ハノイの「カブ洪水」を抜け、郊外の「危険な対向車」に肝を冷やし、洪水を伴った「記録的な豪雨」に体を冷やしたベトナム縦断初日。290キロを走破して、ヴィンに到着。
「初日が明らかにヤマだった」
「もう、これ以上のことはないだろう」
4人が、4人ともそう思った。
「しかし、明日は、全7日間のうち最も長距離移動」
「距離的なことを言えば、明日がヤマ」
2日目。ヴィン→フエ間、390キロ。
カブの1日当たりの限界走行距離は「300キロ」。
日本で過去2回、合計2000キロ以上を走破した経験から得た限界値である。
しかし2日目。蓋をあけてみれば、ミスターがトランシーバーを紛失するという致命的なアクシデントはあったものの、走行自体は順調で、「ベトナム政府予測」を2時間以上も上回る午後5時40分、フエに到着した。
「以外と、いけますね」
「車は走りにくいけど、カブは走りやすいんじゃないですか?」
「そうですね。日本よりずっと楽ですよ」
カブに関して言えば、車であふれかえる日本よりも、ずっと走りやすい。
そう実感したのである。

提供資料:
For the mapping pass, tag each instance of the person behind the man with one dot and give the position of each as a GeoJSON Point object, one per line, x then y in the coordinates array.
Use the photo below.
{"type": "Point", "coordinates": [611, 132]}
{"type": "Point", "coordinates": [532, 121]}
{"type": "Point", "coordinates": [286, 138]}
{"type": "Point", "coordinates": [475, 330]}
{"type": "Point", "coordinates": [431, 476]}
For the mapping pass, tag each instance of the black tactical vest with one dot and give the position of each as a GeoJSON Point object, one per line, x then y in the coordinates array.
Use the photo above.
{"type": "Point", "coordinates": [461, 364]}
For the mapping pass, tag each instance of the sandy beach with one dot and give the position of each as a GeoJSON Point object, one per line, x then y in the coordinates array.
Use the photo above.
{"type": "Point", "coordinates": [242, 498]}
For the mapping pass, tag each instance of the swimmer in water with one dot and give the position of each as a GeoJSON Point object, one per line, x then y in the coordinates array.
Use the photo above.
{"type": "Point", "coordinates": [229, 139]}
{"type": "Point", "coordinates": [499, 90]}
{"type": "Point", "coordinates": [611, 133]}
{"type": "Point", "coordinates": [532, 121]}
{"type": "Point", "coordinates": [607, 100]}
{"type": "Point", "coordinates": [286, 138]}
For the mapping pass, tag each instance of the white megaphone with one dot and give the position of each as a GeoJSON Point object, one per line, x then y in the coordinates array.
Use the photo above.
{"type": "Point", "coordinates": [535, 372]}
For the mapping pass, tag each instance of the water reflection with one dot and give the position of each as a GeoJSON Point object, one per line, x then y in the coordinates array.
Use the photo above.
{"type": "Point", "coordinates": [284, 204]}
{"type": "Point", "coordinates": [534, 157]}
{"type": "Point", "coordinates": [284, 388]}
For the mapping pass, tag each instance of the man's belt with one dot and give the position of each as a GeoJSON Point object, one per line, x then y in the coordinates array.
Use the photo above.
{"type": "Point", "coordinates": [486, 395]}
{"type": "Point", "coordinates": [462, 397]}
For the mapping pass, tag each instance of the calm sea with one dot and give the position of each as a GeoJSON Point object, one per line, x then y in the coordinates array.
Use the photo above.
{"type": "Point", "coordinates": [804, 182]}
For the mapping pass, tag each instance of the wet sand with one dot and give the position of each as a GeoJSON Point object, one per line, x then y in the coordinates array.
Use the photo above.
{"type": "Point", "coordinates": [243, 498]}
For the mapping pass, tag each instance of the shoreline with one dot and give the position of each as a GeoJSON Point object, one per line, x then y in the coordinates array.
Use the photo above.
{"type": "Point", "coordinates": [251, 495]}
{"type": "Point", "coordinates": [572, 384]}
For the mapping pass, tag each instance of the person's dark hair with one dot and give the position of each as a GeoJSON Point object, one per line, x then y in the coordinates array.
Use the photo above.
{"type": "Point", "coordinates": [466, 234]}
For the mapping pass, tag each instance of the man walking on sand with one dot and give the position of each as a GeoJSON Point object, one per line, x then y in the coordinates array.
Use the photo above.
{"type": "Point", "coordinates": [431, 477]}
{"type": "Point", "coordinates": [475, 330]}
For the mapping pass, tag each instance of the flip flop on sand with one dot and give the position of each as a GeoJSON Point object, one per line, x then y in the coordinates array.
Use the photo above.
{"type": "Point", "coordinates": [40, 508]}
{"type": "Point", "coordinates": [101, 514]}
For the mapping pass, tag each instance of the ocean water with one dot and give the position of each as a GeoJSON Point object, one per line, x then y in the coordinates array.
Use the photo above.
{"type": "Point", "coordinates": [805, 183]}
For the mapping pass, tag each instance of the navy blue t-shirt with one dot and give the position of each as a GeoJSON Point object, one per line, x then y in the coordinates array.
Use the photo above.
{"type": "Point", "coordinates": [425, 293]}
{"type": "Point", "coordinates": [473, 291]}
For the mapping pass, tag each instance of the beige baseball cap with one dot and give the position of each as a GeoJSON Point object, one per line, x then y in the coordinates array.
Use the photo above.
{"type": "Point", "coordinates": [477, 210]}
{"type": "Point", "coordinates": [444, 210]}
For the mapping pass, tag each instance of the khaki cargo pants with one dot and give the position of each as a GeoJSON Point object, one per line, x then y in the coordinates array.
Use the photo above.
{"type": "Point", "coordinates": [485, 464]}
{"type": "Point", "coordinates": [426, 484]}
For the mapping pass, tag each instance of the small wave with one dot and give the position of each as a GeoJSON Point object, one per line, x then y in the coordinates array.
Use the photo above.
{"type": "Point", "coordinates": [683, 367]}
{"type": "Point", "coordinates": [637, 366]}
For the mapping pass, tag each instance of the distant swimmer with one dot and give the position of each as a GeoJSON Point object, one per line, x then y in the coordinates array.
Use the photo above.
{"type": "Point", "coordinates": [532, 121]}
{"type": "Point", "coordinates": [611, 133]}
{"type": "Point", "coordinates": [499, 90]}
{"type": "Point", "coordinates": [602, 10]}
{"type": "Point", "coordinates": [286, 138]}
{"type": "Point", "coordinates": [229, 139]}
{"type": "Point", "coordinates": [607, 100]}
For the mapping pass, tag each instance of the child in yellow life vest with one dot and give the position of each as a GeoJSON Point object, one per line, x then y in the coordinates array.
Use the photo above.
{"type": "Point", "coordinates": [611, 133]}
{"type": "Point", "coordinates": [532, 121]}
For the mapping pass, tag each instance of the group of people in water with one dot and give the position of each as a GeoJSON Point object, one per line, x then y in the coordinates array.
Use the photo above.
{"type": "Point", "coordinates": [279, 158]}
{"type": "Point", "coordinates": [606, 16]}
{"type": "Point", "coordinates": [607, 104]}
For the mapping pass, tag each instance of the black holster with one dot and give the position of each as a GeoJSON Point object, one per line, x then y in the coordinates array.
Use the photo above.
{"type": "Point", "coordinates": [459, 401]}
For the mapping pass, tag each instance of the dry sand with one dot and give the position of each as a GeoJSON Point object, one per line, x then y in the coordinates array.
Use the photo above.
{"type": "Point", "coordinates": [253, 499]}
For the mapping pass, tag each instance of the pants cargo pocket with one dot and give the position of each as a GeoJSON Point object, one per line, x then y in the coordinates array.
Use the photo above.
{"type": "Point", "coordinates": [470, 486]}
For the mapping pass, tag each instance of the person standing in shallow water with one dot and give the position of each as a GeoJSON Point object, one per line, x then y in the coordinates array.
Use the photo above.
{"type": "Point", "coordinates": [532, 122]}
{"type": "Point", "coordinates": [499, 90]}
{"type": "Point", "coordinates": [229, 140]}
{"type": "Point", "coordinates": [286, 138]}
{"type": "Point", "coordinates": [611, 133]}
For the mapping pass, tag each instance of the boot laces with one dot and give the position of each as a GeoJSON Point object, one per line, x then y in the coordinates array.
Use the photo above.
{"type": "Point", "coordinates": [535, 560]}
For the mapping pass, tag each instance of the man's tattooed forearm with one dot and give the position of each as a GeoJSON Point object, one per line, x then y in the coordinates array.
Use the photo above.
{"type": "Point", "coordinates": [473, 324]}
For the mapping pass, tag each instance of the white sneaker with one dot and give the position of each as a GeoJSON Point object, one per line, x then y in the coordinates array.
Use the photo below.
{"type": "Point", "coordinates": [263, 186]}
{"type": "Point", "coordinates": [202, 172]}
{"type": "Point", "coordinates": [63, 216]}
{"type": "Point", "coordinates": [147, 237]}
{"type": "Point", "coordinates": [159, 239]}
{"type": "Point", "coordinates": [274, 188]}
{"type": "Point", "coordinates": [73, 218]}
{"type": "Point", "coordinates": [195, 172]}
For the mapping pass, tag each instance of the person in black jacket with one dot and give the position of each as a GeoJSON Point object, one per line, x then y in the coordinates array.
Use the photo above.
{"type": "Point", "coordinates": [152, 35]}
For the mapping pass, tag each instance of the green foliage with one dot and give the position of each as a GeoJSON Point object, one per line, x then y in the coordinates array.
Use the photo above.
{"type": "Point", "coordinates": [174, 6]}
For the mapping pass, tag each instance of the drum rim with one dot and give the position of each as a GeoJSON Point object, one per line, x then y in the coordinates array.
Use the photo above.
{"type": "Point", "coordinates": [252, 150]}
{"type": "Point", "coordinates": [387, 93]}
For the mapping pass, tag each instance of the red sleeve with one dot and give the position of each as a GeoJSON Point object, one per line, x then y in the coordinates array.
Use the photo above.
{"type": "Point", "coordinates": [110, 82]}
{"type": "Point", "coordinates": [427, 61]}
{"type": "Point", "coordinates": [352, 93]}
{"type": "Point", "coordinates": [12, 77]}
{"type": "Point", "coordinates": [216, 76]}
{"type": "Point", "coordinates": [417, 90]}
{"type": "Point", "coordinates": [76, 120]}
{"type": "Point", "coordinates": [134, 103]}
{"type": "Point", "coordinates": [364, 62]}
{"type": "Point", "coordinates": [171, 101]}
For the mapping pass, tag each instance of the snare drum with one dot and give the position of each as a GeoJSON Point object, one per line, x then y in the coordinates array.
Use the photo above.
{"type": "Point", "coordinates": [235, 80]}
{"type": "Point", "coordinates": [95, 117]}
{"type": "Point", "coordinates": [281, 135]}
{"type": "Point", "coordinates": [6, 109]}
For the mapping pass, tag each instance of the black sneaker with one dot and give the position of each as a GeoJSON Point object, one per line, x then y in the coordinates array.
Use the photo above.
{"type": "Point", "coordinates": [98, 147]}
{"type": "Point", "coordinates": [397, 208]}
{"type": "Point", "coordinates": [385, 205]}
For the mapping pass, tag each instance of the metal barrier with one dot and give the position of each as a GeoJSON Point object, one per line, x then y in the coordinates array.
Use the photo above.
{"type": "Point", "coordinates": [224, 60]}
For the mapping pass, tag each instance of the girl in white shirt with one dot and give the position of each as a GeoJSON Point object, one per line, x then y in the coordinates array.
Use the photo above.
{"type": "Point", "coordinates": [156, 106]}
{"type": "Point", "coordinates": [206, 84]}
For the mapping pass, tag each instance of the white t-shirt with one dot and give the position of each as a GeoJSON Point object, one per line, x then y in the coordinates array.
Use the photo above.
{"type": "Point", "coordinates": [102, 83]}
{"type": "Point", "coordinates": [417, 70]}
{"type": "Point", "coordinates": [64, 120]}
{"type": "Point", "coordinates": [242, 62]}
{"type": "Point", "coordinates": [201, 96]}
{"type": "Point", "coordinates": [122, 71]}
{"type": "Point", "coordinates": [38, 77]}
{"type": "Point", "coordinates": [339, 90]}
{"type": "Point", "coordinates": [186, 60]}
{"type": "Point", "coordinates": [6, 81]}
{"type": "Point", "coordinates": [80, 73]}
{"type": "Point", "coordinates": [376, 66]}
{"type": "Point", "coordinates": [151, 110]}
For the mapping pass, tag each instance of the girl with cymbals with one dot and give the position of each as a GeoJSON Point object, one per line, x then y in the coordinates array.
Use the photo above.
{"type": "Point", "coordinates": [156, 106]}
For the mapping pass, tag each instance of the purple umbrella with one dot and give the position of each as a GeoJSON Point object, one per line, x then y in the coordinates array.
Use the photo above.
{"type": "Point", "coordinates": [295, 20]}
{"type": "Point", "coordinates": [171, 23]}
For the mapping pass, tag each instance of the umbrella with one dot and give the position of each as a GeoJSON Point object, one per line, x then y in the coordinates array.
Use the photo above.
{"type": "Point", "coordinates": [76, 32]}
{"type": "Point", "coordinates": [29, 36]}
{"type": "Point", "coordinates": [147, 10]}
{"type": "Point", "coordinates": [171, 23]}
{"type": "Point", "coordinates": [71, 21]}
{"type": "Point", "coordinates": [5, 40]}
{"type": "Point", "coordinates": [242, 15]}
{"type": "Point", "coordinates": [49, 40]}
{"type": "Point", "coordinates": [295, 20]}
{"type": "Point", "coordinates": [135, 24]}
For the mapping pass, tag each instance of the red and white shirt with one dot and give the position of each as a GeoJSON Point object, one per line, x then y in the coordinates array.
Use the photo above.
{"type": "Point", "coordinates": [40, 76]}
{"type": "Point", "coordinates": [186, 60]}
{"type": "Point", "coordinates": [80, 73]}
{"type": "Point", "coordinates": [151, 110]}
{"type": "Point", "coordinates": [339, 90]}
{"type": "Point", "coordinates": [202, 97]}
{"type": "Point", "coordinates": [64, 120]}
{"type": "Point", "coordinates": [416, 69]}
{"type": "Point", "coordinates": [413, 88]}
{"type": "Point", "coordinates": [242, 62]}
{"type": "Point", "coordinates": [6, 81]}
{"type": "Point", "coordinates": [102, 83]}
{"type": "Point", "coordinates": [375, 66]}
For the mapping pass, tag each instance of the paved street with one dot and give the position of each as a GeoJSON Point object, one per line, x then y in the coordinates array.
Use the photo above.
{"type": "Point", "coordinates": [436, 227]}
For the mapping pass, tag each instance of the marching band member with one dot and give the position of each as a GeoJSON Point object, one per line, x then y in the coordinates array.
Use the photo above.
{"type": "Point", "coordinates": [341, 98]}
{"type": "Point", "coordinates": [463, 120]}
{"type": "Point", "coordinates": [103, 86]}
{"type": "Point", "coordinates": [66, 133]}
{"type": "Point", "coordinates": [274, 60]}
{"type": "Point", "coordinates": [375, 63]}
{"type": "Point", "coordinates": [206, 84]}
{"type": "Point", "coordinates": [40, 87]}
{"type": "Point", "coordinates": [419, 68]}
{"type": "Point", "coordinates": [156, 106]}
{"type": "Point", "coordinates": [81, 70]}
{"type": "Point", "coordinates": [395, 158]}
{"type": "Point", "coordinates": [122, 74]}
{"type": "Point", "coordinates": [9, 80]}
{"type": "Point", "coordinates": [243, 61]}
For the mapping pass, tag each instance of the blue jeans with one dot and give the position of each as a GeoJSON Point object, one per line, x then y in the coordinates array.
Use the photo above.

指示 A: 本文では、カブの1日当たりの限界走行距離が「300キロ」とされている。その根拠を1〜3文で説明しなさい。
指示 B: 本文によると、2日目に一行がフエに到着したのは何時か。
指示 C: ベトナム縦断の旅を描いた本文を、最後の文の後から書き継ぎなさい。

結果 A: この限界値は、日本で過去2回、合計2000キロ以上を走破した経験から得たものである。

結果 B: 午後5時40分である。

結果 C:
翌3日目は、フエ→ホイアン間、150キロ。
「今日は距離も短いですから、フエの王宮跡を見物しましょうネ」
「でも、ニャンさん。今日は峠越えがあるんでしょう?」
「大丈夫ですネ。そんなにたいしたことはないです」
ニャンさんは、朝から余裕の表情で、我々を王宮に案内した。
結局、フエを出発したのは午前10時半。かなり遅いスタートである。しかし、ニャンさんの言葉どおり、峠越えは、たいしたことはなく、午後4時にはホイアンに到着。
「岩石障害にはびっくりしたけど、やっぱり、ベトナムは走りやすい」
我々は、確信したのである。
さらに、この「ホイアン」の町。入ってすぐに気づいたことだけれど、「どこか落ち着いた雰囲気」のある町だった。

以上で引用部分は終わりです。